• What to produce: Copy out the lines word for word, beginning with the line that contains "Each instance of the fingernail" and continuing through the line that contains "(1353, 118)".

• Stored records:
- - - - -

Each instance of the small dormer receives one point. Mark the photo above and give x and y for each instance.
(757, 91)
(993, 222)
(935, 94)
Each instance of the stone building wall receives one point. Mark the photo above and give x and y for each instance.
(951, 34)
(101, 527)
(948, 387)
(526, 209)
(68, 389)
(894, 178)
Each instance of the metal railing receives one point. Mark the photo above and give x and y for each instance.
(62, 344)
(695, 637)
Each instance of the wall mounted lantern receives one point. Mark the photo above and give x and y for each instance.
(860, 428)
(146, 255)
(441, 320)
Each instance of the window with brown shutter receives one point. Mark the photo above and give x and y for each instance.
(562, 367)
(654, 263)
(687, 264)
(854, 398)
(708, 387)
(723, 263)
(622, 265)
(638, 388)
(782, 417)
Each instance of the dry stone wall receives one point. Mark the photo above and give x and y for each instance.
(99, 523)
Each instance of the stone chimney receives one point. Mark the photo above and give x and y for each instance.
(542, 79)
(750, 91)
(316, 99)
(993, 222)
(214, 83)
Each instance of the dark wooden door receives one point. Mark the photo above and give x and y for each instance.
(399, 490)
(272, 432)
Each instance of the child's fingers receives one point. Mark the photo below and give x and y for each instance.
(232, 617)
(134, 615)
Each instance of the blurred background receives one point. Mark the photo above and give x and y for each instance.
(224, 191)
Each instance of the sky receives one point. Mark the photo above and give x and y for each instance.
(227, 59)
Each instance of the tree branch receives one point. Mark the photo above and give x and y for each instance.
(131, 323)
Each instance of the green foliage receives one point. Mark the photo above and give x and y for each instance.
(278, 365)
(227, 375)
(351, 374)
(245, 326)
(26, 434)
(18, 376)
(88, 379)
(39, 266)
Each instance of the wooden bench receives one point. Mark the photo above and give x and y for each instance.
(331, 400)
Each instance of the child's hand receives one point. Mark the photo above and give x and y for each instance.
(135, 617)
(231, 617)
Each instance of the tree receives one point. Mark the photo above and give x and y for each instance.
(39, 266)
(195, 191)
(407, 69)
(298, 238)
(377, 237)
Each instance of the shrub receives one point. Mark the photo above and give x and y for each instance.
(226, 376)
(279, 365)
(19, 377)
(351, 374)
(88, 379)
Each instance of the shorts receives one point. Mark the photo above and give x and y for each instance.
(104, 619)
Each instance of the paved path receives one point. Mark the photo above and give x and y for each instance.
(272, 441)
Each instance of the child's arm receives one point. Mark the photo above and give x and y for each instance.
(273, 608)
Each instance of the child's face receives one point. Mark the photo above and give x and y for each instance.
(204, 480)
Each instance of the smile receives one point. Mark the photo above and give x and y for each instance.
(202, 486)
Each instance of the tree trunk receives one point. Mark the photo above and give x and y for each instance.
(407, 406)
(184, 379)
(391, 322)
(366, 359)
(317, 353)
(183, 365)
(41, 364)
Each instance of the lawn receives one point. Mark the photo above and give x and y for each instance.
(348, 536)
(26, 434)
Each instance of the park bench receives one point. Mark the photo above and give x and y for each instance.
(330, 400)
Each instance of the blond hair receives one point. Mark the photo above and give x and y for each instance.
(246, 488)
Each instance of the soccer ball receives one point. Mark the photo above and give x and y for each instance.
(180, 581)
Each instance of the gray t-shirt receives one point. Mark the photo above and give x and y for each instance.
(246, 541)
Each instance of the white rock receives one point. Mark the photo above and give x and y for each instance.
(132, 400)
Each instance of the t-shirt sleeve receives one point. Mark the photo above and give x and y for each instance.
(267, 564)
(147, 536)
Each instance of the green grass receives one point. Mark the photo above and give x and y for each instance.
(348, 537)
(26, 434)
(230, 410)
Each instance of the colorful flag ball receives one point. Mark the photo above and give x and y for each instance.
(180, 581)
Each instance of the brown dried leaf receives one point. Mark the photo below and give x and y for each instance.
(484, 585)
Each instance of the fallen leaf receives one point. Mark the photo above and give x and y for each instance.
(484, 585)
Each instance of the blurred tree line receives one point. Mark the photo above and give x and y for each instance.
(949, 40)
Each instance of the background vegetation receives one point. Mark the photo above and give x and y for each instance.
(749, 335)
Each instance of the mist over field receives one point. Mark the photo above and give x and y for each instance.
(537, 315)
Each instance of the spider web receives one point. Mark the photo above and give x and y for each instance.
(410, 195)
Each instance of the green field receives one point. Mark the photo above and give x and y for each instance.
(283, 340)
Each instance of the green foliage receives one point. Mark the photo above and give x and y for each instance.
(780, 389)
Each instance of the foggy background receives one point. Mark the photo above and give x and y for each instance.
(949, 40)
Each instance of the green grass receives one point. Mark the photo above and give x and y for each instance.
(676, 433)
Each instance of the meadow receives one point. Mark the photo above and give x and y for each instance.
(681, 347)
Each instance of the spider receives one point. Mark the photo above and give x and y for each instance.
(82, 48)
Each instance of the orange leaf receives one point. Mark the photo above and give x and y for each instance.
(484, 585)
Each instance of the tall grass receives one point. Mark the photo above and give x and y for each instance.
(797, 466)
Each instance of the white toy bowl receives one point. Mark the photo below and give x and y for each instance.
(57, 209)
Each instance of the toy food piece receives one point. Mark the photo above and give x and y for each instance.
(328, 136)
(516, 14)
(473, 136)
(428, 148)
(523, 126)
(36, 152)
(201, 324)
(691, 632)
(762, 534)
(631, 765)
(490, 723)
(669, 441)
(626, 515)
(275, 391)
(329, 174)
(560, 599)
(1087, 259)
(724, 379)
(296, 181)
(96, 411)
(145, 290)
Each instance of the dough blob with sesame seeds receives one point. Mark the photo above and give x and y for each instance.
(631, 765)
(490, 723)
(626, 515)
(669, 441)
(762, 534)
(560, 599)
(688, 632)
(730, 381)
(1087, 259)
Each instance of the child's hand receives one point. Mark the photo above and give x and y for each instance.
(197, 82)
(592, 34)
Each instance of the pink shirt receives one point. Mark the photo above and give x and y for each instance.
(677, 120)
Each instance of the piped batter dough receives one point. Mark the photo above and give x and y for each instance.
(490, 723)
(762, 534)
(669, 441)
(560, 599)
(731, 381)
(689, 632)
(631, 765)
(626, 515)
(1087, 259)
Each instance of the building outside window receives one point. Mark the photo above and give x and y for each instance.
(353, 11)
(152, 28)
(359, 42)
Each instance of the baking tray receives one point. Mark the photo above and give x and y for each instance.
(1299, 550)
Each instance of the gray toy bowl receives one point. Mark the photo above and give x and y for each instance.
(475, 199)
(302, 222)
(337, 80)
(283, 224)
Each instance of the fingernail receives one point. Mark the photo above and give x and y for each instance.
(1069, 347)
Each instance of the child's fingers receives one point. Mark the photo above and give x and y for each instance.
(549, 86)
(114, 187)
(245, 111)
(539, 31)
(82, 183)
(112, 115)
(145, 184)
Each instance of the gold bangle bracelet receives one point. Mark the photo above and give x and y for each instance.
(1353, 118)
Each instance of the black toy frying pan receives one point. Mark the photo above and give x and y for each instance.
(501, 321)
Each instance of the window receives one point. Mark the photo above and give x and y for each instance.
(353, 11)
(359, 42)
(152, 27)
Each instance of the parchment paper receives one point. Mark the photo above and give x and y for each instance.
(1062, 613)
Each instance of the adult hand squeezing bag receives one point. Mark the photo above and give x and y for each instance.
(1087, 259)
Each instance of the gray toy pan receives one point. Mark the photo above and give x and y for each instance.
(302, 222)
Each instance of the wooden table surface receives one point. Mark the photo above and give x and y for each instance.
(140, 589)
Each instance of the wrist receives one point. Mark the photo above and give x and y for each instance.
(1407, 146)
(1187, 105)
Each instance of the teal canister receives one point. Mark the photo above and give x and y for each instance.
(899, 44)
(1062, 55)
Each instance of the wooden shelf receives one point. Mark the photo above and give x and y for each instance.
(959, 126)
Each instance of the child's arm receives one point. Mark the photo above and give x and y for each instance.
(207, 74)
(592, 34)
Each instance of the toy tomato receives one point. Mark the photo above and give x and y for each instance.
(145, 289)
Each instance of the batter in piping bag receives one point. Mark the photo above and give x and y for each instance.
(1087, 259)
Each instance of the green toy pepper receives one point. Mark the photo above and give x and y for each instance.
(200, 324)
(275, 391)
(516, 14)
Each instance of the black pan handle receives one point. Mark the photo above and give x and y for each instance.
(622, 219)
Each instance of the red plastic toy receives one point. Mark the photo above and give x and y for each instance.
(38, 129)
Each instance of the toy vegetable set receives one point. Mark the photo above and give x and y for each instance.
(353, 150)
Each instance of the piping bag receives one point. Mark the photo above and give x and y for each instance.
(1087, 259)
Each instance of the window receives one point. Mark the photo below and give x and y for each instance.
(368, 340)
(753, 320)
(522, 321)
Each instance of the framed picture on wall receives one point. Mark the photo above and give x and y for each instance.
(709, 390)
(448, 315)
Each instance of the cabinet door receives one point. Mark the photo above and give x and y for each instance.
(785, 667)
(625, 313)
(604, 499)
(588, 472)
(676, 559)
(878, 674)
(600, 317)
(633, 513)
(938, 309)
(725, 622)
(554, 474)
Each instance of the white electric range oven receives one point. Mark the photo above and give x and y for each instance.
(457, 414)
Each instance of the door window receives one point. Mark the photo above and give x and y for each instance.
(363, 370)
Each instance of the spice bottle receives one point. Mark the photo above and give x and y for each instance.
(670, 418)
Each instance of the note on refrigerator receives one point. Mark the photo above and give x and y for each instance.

- - - - -

• Reply to the exercise:
Each instance of the fingernail receives one point. Mark the photo above and give x and y for each instance.
(1069, 347)
Each instance of the child's fingers receives one point. Mark the photo above and give x and y for each instance.
(549, 86)
(114, 187)
(245, 111)
(539, 31)
(82, 183)
(112, 115)
(145, 184)
Each instance of the gold bangle bracelet receives one point. Mark the photo above and give x and y for each instance.
(1353, 118)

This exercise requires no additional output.